* **Assignment**: Every line of the records must be repeated exactly; pictures stay out.

* **Exercise data**:
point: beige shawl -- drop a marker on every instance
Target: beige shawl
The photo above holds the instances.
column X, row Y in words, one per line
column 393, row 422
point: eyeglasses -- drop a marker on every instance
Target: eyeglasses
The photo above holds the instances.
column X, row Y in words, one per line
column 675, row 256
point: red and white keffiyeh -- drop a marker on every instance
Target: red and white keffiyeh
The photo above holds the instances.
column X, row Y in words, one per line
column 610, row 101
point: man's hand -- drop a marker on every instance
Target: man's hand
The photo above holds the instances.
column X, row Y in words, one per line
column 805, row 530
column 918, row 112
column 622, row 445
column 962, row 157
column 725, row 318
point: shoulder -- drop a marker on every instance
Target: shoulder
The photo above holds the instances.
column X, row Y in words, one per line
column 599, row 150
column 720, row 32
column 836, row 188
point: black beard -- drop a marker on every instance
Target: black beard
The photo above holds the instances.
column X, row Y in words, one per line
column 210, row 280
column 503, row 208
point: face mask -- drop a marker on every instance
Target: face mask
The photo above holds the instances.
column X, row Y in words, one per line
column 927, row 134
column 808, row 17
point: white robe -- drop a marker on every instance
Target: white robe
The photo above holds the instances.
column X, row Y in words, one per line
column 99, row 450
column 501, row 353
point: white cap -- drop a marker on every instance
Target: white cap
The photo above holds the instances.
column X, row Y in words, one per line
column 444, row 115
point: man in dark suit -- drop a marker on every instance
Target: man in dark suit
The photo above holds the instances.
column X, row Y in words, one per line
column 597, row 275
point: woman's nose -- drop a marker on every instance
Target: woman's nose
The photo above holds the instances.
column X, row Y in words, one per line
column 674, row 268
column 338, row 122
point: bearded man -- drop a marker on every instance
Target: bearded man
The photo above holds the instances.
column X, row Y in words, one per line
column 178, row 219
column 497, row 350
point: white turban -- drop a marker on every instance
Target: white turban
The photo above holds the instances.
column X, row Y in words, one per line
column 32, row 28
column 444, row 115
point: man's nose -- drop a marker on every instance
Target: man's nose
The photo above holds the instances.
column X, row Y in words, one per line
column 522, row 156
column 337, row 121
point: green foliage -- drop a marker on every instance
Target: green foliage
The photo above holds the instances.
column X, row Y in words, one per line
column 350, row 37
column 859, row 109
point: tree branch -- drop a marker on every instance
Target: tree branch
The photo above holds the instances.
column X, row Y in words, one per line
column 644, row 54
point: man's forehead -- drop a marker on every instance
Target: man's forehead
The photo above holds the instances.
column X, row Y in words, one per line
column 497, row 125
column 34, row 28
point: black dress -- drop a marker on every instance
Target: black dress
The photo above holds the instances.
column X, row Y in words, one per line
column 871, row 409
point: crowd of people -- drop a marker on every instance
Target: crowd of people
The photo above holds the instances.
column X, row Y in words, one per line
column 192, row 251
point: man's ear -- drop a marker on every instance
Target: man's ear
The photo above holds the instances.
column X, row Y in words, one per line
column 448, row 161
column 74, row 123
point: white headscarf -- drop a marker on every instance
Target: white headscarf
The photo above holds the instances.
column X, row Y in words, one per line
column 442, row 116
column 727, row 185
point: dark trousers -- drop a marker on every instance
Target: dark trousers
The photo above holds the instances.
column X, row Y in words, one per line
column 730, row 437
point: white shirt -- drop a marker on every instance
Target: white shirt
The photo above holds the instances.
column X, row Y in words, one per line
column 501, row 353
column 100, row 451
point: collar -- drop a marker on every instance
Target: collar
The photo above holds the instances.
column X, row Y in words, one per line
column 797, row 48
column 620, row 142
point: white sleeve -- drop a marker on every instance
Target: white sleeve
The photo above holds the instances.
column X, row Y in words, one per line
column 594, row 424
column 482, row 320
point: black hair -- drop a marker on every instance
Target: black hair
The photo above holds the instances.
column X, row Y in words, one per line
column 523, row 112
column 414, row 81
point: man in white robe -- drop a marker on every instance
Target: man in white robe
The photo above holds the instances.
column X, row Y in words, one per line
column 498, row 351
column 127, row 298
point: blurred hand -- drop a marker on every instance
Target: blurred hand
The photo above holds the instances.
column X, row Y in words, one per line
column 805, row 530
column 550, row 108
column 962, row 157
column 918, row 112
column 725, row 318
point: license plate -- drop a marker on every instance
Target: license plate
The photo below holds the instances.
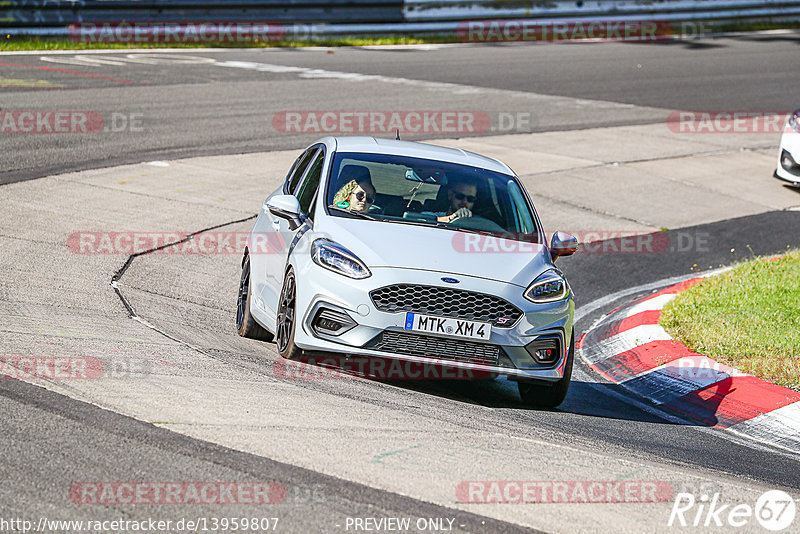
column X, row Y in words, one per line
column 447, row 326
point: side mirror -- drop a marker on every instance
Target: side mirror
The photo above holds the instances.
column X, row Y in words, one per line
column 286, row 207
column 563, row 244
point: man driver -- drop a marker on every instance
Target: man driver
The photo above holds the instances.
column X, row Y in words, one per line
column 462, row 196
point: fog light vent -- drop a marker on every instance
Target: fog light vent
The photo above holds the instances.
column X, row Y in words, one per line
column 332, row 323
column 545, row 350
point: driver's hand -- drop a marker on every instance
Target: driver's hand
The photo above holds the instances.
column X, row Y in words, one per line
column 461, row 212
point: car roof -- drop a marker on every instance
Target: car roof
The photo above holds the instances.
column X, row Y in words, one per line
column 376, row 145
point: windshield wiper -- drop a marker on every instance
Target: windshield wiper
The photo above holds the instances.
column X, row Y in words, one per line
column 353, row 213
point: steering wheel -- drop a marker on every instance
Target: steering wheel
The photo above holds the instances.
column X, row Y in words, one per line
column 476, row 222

* **Task solution**:
point: beige shawl -- drop a marker on every instance
Target: beige shawl
The photo above holds the instances.
column X, row Y in words, one per line
column 393, row 422
point: eyeglasses -- drop a marker on every instance
Target: eyeglasses
The photo above holds the instances.
column X, row Y in words, one per line
column 675, row 256
point: red and white keffiyeh -- drop a marker on every instance
Target: red and white keffiyeh
The photo above holds the instances.
column X, row Y in words, one per line
column 610, row 101
point: man's hand -- drop a marker on every instance
Target: man's hand
The photo above holds the instances.
column X, row Y in words, one per line
column 805, row 530
column 918, row 112
column 622, row 445
column 962, row 157
column 725, row 318
point: shoulder -- drop a marker on every instance
Target: shoulder
The photo above holds the instances.
column X, row Y in words, one per line
column 599, row 150
column 720, row 32
column 836, row 188
point: black beard -- drop a marker on every instance
Target: black beard
The photo above holds the instances.
column X, row Y in words, one per line
column 210, row 280
column 503, row 208
point: face mask -- drop a marker on every instance
Target: face mask
The photo above holds the instances.
column X, row Y in words, one per line
column 927, row 134
column 808, row 17
point: white robe -- drop a marker on every instance
Target: white robe
The photo above holds the instances.
column X, row Y in words, one per line
column 99, row 450
column 501, row 353
point: white cap -- drop a marker on every instance
Target: white cap
The photo above holds the instances.
column X, row Y in words, one per line
column 444, row 115
point: man in dark suit -- drop a marker on every instance
Target: man in dark suit
The photo above holds the instances.
column X, row Y in words, one per line
column 597, row 275
point: woman's nose -- drop a marker on every instance
Target: woman's nose
The photo above holds the instances.
column X, row Y in words, one per line
column 674, row 268
column 338, row 122
point: bearded man -- drop a marker on every instance
Target: bearded man
The photo above holds the instances.
column X, row Y in words, one per line
column 178, row 219
column 497, row 350
point: white turban -- drop a marker on every instance
Target: white turban
The photo above holds the instances.
column X, row Y in words, one per line
column 32, row 28
column 444, row 115
point: man's nose -- drop a marker on every instance
Target: man's nose
The photo above holds the instances.
column X, row Y in words, one per line
column 522, row 156
column 337, row 121
point: green foliage -- drop a marker on every instance
Target: green foliage
The photo above holds the instances.
column X, row Y in words, one per line
column 350, row 37
column 859, row 109
point: tree branch -- drop a marker on every instance
Target: tree branch
The photo above holds the instances.
column X, row Y in words, one per line
column 644, row 54
point: man's forehead -- drop a marker on every instance
Target: man's forehead
The photo above holds the instances.
column X, row Y in words, one per line
column 497, row 125
column 34, row 28
point: black dress -- drop a marker on every instance
Target: black dress
The photo above holds the instances.
column X, row Y in words, one per line
column 871, row 409
point: crowd of people -- drop a marker on every instance
Target: crowd of people
The photo above holds the instances.
column X, row Y in words, one per line
column 192, row 251
point: man's ear -- drop a marker on every instance
Target: man's ear
The photo above holds the instances.
column X, row Y in words, one per line
column 448, row 161
column 74, row 123
point: white headscarf -- drop a marker on every instance
Target: white headscarf
The photo above holds the instances.
column X, row Y in words, one per line
column 442, row 116
column 727, row 185
point: dark trousers -- drop a marker on every instance
Target: dark trousers
The photo above holds the instances.
column X, row Y in words, one per line
column 730, row 437
point: white shirt -- drop a marker on every instance
Target: white shirt
The photo above holds the instances.
column X, row Y in words, one per line
column 501, row 353
column 100, row 451
point: collar -- drop a marker on every instance
Target: collar
The photo above holds the instances.
column X, row Y in words, one per line
column 797, row 48
column 620, row 142
point: white sleeve -- drop a marker on every instance
Target: white sleeve
The photo above holds the instances.
column X, row Y in words, one per line
column 594, row 424
column 482, row 320
point: black hair -- drop a marker on every instance
Target: black hair
The photo above holds the instances.
column X, row Y in words, one per line
column 523, row 112
column 414, row 81
point: man in white robe -- drop a marker on every instance
Target: man in white robe
The photo above holds the instances.
column X, row Y in words, one per line
column 498, row 351
column 127, row 298
point: blurred hand -- drop a marker on every instance
Target: blurred hand
The photo above holds the instances.
column X, row Y in words, one per line
column 805, row 530
column 550, row 108
column 962, row 157
column 918, row 112
column 725, row 318
point: license plate -- drop a marker on every instance
Target: license plate
The photo below holds the instances.
column X, row Y in words, one per line
column 447, row 326
point: side mirror -- drop a marker on every instance
Target: side mirror
The photo above holds the instances.
column X, row Y in words, one per line
column 286, row 207
column 563, row 244
point: man driver -- drop a marker on every instance
Target: man driver
The photo above holds the instances.
column X, row Y in words, one per line
column 462, row 196
point: fog light vent -- drop a marker on every instance
Target: fog light vent
The photo above holds the instances.
column X, row Y in words, one per line
column 332, row 323
column 545, row 350
point: driver's hand -- drop a marker on every instance
Target: driver's hand
The photo above holds the instances.
column X, row Y in words, one per line
column 461, row 212
point: car roof -- drop a marker on every instance
Target: car roof
The photo above holds the instances.
column X, row Y in words, one per line
column 376, row 145
point: windshield wiper -- drop a marker on every instance
Target: windshield wiper
The photo above holds the instances.
column X, row Y in words, one per line
column 353, row 213
point: steering wheel -- drop a marker on every instance
Target: steering wheel
The photo above holds the instances.
column X, row Y in words, one per line
column 476, row 222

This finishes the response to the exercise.